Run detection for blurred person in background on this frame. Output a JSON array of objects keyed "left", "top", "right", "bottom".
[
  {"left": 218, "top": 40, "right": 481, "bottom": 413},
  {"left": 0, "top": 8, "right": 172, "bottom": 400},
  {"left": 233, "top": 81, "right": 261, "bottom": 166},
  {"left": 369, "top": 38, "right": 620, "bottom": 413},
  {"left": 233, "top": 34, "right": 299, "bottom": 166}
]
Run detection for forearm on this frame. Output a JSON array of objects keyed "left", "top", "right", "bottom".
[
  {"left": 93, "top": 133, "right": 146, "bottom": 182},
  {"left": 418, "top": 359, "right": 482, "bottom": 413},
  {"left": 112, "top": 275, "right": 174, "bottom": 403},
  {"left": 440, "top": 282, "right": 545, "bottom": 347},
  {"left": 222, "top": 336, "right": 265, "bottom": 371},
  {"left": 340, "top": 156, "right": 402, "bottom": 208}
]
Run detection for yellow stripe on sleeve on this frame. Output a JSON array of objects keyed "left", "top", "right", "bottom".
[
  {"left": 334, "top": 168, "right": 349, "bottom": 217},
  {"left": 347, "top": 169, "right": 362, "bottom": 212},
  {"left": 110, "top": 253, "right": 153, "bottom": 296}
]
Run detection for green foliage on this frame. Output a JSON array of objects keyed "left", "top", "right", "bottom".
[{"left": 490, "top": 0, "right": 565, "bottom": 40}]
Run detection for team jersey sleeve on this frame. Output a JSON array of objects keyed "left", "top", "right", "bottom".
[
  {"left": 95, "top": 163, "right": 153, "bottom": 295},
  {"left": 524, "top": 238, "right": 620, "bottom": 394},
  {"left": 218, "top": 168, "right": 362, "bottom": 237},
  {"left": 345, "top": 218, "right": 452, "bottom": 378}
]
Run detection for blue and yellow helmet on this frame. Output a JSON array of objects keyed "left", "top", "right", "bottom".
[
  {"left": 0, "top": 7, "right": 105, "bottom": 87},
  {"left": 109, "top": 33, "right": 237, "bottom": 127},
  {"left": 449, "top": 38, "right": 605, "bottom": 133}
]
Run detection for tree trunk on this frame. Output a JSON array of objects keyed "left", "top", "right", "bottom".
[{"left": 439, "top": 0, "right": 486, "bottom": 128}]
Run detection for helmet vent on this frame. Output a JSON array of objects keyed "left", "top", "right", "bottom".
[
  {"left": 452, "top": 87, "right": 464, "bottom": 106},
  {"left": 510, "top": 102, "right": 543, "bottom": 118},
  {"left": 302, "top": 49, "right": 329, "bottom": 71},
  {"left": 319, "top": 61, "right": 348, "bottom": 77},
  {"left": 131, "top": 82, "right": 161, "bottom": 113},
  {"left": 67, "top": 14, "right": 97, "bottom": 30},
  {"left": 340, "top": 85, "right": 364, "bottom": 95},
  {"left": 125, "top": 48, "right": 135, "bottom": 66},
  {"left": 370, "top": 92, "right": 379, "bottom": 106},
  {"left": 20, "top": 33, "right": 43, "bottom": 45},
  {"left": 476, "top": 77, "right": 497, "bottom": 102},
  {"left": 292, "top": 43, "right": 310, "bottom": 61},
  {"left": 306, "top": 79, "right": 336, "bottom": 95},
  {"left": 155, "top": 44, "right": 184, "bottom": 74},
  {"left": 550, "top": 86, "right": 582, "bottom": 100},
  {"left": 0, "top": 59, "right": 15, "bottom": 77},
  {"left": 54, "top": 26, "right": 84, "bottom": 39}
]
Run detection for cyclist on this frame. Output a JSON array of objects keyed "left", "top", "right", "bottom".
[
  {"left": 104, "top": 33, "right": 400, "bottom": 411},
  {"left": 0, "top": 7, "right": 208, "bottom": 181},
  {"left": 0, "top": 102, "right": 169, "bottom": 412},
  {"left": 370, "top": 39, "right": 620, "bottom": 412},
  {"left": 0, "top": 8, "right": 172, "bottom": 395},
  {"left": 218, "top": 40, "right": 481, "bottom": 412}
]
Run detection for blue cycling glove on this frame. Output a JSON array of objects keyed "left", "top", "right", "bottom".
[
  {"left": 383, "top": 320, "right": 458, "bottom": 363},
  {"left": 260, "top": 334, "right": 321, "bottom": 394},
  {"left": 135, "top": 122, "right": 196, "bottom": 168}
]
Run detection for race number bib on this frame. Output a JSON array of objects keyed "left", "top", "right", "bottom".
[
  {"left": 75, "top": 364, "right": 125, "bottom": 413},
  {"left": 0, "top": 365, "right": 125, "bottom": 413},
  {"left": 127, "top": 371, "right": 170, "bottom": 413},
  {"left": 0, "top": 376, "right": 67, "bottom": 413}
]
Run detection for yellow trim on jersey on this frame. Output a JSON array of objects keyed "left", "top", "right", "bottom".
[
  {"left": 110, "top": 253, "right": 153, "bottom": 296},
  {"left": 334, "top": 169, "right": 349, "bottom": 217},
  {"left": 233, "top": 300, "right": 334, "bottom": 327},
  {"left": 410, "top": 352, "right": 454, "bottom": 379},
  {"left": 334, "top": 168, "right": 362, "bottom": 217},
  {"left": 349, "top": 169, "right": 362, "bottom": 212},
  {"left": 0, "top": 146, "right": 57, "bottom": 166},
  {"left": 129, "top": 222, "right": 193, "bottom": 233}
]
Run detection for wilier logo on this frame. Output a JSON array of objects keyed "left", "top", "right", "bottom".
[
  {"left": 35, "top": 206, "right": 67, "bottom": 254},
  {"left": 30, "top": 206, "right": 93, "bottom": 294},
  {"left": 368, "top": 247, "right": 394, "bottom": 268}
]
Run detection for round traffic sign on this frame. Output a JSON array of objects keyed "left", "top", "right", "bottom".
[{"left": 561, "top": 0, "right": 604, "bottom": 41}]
━━━━
Update every one of the records by swapping "this frame" for "the image", and leave everything else untouched.

Run detection for blurred person in background on the image. Output a JSON array of objects keyed "left", "top", "right", "bottom".
[
  {"left": 218, "top": 40, "right": 481, "bottom": 413},
  {"left": 0, "top": 8, "right": 172, "bottom": 400},
  {"left": 233, "top": 81, "right": 261, "bottom": 166},
  {"left": 369, "top": 38, "right": 620, "bottom": 413},
  {"left": 233, "top": 34, "right": 299, "bottom": 166}
]
Run detection for forearm on the image. Output a JSON array of objects keyed "left", "top", "right", "bottom".
[
  {"left": 93, "top": 133, "right": 146, "bottom": 182},
  {"left": 418, "top": 359, "right": 482, "bottom": 413},
  {"left": 112, "top": 275, "right": 174, "bottom": 403},
  {"left": 440, "top": 282, "right": 545, "bottom": 347},
  {"left": 222, "top": 336, "right": 265, "bottom": 371},
  {"left": 340, "top": 156, "right": 402, "bottom": 208}
]
Run detection for yellow stripe on sleeve on the image. Output a JSON array of objects keyed "left", "top", "right", "bottom".
[
  {"left": 334, "top": 168, "right": 349, "bottom": 217},
  {"left": 347, "top": 169, "right": 362, "bottom": 212},
  {"left": 110, "top": 253, "right": 153, "bottom": 296}
]
Run detection for green foliage on the image. Output a JSON array of objects keyed "left", "top", "right", "bottom".
[{"left": 490, "top": 0, "right": 565, "bottom": 40}]
Run detection for team jersey sleeve on the image. Output a JSON array of objects keyed "left", "top", "right", "bottom".
[
  {"left": 95, "top": 163, "right": 153, "bottom": 295},
  {"left": 524, "top": 238, "right": 620, "bottom": 394},
  {"left": 218, "top": 168, "right": 362, "bottom": 237},
  {"left": 345, "top": 218, "right": 452, "bottom": 378}
]
Run detection for blue and yellow helmet on the image. Output a JSON array of objects keyed "left", "top", "right", "bottom".
[
  {"left": 0, "top": 7, "right": 105, "bottom": 87},
  {"left": 109, "top": 33, "right": 237, "bottom": 127},
  {"left": 449, "top": 38, "right": 605, "bottom": 133}
]
Run detection for tree trunk on the image. Output a JSON array of objects keyed "left", "top", "right", "bottom".
[{"left": 439, "top": 0, "right": 486, "bottom": 128}]
Run detection for helmet vent on the image. Output a JSON array of objects keyed "left", "top", "right", "bottom".
[
  {"left": 452, "top": 87, "right": 464, "bottom": 106},
  {"left": 510, "top": 102, "right": 543, "bottom": 118},
  {"left": 302, "top": 49, "right": 329, "bottom": 71},
  {"left": 319, "top": 61, "right": 348, "bottom": 77},
  {"left": 131, "top": 82, "right": 161, "bottom": 113},
  {"left": 67, "top": 14, "right": 97, "bottom": 30},
  {"left": 340, "top": 85, "right": 364, "bottom": 95},
  {"left": 125, "top": 48, "right": 135, "bottom": 66},
  {"left": 370, "top": 92, "right": 379, "bottom": 106},
  {"left": 20, "top": 33, "right": 43, "bottom": 45},
  {"left": 476, "top": 77, "right": 497, "bottom": 102},
  {"left": 292, "top": 43, "right": 310, "bottom": 61},
  {"left": 306, "top": 79, "right": 336, "bottom": 95},
  {"left": 155, "top": 44, "right": 184, "bottom": 74},
  {"left": 550, "top": 86, "right": 582, "bottom": 100},
  {"left": 0, "top": 59, "right": 15, "bottom": 77},
  {"left": 54, "top": 26, "right": 84, "bottom": 39}
]
Run detection for cyclist on the image. Output a JSON array of objects keyed "left", "top", "right", "bottom".
[
  {"left": 104, "top": 33, "right": 400, "bottom": 411},
  {"left": 0, "top": 7, "right": 208, "bottom": 181},
  {"left": 0, "top": 102, "right": 169, "bottom": 412},
  {"left": 370, "top": 39, "right": 620, "bottom": 412},
  {"left": 0, "top": 8, "right": 172, "bottom": 395},
  {"left": 218, "top": 40, "right": 481, "bottom": 412}
]
Run detection for blue cycling glove on the image. Output a JSON array of objects keyed "left", "top", "right", "bottom".
[
  {"left": 383, "top": 320, "right": 458, "bottom": 363},
  {"left": 260, "top": 334, "right": 321, "bottom": 394},
  {"left": 135, "top": 122, "right": 196, "bottom": 168}
]
Run detection for race number bib on the image. Output a JSON array of objects keyed "left", "top", "right", "bottom".
[
  {"left": 75, "top": 364, "right": 125, "bottom": 413},
  {"left": 0, "top": 365, "right": 125, "bottom": 413},
  {"left": 127, "top": 371, "right": 170, "bottom": 413},
  {"left": 0, "top": 376, "right": 67, "bottom": 413}
]
Run detection for yellow trim on jersey on the image. Output a JSON array of objects keyed "left", "top", "right", "bottom".
[
  {"left": 110, "top": 253, "right": 153, "bottom": 296},
  {"left": 334, "top": 169, "right": 349, "bottom": 217},
  {"left": 233, "top": 300, "right": 334, "bottom": 327},
  {"left": 410, "top": 352, "right": 454, "bottom": 379},
  {"left": 334, "top": 168, "right": 362, "bottom": 217},
  {"left": 349, "top": 169, "right": 362, "bottom": 212},
  {"left": 0, "top": 146, "right": 57, "bottom": 166},
  {"left": 129, "top": 222, "right": 193, "bottom": 233}
]
Run detection for wilier logo on the image. Output a JSON array of objects keyed "left", "top", "right", "bottom".
[
  {"left": 35, "top": 206, "right": 67, "bottom": 254},
  {"left": 30, "top": 206, "right": 93, "bottom": 294},
  {"left": 368, "top": 247, "right": 394, "bottom": 268}
]
Run detection for round traffic sign on the image. Output a JSON array of objects keyed "left", "top", "right", "bottom".
[{"left": 561, "top": 0, "right": 604, "bottom": 41}]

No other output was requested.